Excerpts from point annotation data:
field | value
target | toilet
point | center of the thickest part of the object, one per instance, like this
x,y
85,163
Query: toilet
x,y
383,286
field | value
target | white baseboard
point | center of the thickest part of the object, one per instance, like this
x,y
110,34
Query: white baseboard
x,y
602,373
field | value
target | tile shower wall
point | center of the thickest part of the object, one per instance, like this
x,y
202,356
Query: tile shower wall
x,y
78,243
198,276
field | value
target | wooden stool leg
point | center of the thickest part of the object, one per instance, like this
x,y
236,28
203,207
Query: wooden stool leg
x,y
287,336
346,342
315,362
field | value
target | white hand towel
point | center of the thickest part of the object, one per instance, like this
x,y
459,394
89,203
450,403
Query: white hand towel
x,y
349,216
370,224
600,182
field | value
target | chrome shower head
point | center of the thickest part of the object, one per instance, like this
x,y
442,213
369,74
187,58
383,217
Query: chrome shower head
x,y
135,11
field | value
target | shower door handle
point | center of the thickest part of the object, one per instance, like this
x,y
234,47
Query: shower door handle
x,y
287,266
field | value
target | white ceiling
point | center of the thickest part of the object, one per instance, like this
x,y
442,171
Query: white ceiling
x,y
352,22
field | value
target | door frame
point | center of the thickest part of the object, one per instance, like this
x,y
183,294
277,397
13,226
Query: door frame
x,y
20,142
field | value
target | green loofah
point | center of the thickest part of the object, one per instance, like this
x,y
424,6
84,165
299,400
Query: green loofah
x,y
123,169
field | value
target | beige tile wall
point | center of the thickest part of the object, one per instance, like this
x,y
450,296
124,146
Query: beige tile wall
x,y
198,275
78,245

---

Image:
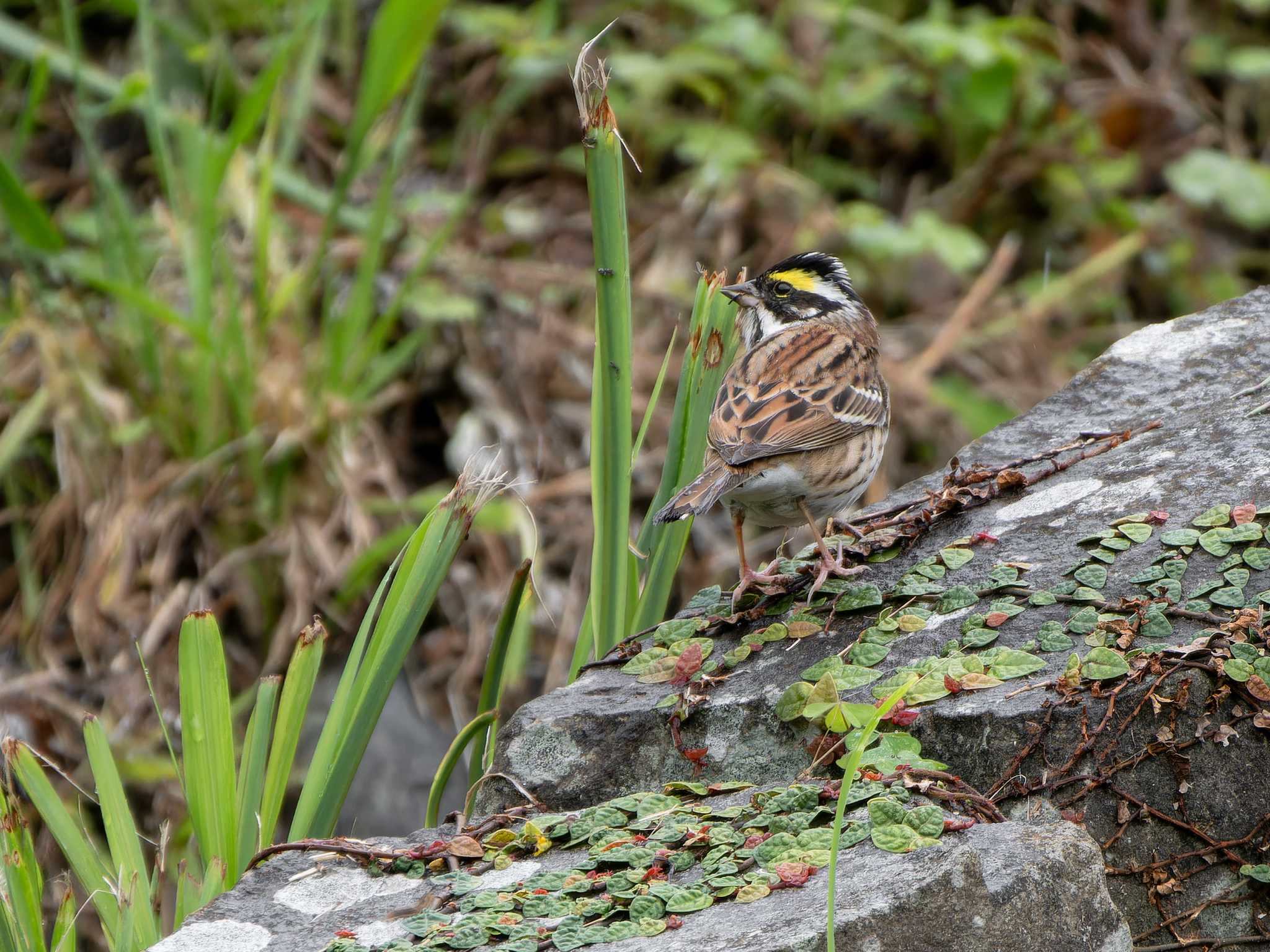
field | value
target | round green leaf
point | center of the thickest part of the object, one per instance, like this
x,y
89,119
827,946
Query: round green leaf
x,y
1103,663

...

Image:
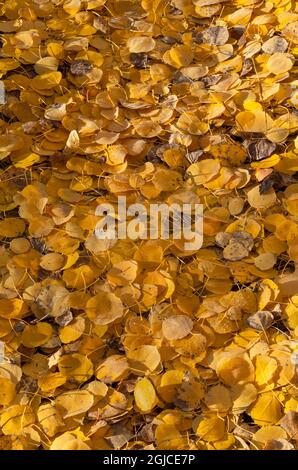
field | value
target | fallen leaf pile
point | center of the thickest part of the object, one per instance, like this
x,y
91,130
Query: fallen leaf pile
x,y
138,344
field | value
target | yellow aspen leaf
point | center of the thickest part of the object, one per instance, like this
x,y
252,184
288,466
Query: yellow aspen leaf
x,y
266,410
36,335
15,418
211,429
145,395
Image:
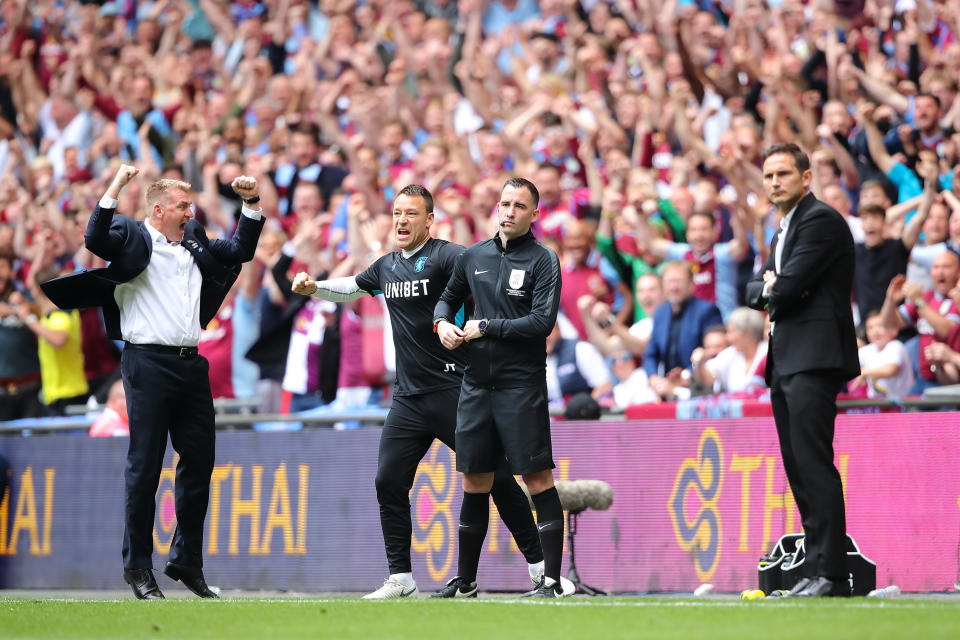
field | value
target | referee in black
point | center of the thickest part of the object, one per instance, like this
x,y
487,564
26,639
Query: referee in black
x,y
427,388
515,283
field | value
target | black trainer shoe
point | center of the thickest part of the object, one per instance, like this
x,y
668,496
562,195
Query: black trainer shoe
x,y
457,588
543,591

» SHORT PROBLEM
Collect every line above that contains the string "baseboard", treating uppercase and lowercase letters as distinct.

» RESPONSE FOR THIS EXERCISE
target | white baseboard
Query: white baseboard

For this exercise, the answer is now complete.